Items excerpted from a collection
================================
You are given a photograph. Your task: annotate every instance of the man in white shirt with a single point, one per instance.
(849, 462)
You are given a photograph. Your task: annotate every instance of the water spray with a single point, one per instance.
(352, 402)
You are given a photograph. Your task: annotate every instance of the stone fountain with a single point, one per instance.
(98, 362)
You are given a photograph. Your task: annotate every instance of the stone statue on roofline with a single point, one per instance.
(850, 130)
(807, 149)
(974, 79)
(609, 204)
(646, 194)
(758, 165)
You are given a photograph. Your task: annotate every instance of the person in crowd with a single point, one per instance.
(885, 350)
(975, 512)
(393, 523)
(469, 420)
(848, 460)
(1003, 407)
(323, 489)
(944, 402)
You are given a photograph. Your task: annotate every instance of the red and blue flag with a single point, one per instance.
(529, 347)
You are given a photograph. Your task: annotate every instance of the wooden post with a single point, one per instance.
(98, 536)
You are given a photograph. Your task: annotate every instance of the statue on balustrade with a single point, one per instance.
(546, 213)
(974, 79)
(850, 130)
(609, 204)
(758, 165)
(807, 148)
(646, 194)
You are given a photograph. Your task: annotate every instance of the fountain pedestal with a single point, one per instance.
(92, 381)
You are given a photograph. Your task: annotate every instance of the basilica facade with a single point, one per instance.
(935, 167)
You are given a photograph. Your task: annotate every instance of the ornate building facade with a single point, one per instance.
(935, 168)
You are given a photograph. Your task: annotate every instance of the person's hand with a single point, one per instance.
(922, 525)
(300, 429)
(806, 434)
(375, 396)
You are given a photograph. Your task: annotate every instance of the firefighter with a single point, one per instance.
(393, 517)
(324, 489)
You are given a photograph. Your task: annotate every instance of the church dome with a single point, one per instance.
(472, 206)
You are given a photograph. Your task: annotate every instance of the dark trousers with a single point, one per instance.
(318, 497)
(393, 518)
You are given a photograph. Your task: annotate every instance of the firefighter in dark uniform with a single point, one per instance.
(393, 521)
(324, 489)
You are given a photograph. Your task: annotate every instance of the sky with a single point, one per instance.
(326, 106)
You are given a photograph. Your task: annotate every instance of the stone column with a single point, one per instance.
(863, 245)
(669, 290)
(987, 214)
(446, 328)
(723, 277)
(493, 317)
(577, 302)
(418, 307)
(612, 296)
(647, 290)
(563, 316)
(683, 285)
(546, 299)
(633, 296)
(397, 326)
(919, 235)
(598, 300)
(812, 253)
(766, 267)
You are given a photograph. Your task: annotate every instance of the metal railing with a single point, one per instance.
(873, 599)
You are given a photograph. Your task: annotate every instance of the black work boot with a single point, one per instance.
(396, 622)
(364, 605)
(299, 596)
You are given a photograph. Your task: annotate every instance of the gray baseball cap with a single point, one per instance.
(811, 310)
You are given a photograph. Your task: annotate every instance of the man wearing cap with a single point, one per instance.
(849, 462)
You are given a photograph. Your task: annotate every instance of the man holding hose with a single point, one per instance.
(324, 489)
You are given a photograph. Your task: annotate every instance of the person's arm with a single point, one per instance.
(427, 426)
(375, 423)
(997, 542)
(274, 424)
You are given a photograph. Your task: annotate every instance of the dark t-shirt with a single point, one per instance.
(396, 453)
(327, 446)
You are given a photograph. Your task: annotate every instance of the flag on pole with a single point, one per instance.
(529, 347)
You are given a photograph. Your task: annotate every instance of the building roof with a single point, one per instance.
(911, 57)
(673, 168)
================================
Output every line of the items above as a JSON list of strings, one string per line, omitting any blank lines.

Result for this exercise:
[
  "You are given a photograph. Your task: annotate every instance of the man in white shirt with a single point, one per instance.",
  "(849, 462)",
  "You are given a photograph. Your task: annotate every instance of the water spray with a single point, one per instance.",
  "(352, 402)",
  "You are given a photograph. Your task: annotate every instance of the stone fountain with a single point, one per instance.",
  "(98, 362)",
  "You are given a photograph. Your task: annotate every instance of the stone statue on roofline with a single point, one per instance.",
  "(850, 130)",
  "(807, 149)",
  "(974, 79)",
  "(609, 204)",
  "(646, 194)",
  "(758, 165)",
  "You are given a photograph. Your task: annotate every instance of the person in crowd with a single point, one per instance.",
  "(885, 350)",
  "(975, 512)",
  "(393, 523)",
  "(469, 420)",
  "(848, 460)",
  "(1003, 407)",
  "(323, 489)",
  "(944, 402)",
  "You are given a photograph. Your task: annotate every instance of the red and blue flag with a single point, one per instance.",
  "(529, 347)",
  "You are given a photograph. Your task: annotate every instance of the wooden post with a single point, one per instance.",
  "(98, 536)",
  "You are given a photograph. Your task: annotate every instance of the statue on balustrade with a single point, one per instance.",
  "(546, 213)",
  "(974, 79)",
  "(850, 130)",
  "(609, 204)",
  "(758, 165)",
  "(807, 148)",
  "(646, 194)",
  "You are given a photograph. Your task: annotate every instance of the fountain pedestal with a single point, one per instance.",
  "(92, 381)",
  "You are given a photograph. Your task: annotate every instance of the basilica facade with a single point, one per instance.",
  "(935, 167)",
  "You are given a photograph. Your task: annotate every instance of the ornate building facade with a single point, one per instance.",
  "(935, 168)",
  "You are given a photograph. Your task: annotate every instance of the person's hand with a single point, one per instance.",
  "(922, 525)",
  "(300, 429)",
  "(806, 434)",
  "(375, 396)",
  "You are given a photograph. Your task: annotate every instance of the firefighter with a single point, one per instance.",
  "(393, 517)",
  "(324, 489)",
  "You are given a photograph. Your task: annotate every instance of the church dome with a single point, one per instance.",
  "(472, 206)",
  "You are given a photograph. Your task: annotate every instance of the dark trousers with a single point, one per instance.",
  "(318, 497)",
  "(393, 518)",
  "You are given a photograph. Your task: annotate every instance of the firefighter in dark uniform with a single point, one per instance.",
  "(393, 521)",
  "(324, 489)",
  "You are given a photograph. Your task: annotate every instance of the sky with a single point, one per instance.",
  "(326, 106)",
  "You are given a photograph. Your task: annotate every instance of the stone column with a single point, one per instance.",
  "(863, 245)",
  "(669, 290)",
  "(987, 214)",
  "(446, 328)",
  "(723, 277)",
  "(493, 317)",
  "(577, 302)",
  "(418, 307)",
  "(612, 296)",
  "(647, 290)",
  "(563, 316)",
  "(683, 285)",
  "(546, 299)",
  "(633, 296)",
  "(397, 326)",
  "(919, 235)",
  "(598, 300)",
  "(812, 253)",
  "(766, 267)",
  "You are given a photograph. Your task: annotate every instance of the metal railing with a single point, one per instance.",
  "(873, 599)",
  "You are given a photograph. Your task: annotate every instance of the black work boot with a single point, one per instance.",
  "(396, 622)",
  "(364, 605)",
  "(299, 596)",
  "You are given a photograph. Your task: annotate every instance of the gray baseball cap with a single point, one per instance.",
  "(811, 310)",
  "You are given a photograph. Your task: annotate every instance of the man wearing cap with a single point, one per instance.",
  "(849, 462)",
  "You are given a photograph. Your task: annotate every instance of the man holding hose with a single point, one per instance.",
  "(324, 489)",
  "You are given a photograph. Your task: annotate every instance of the person's arm with a single point, one per instance.",
  "(427, 426)",
  "(375, 423)",
  "(997, 542)",
  "(274, 424)",
  "You are given a photograph. Your task: annotate every instance of the dark t-shirt with a single point, one per instance.",
  "(396, 453)",
  "(327, 446)",
  "You are given a photograph. Your task: annotate every instance of the flag on pole with a single point, one per instance.",
  "(529, 347)",
  "You are given a photograph. Your task: annotate every instance of the building roof with a single point, one per instance.",
  "(911, 57)",
  "(673, 168)"
]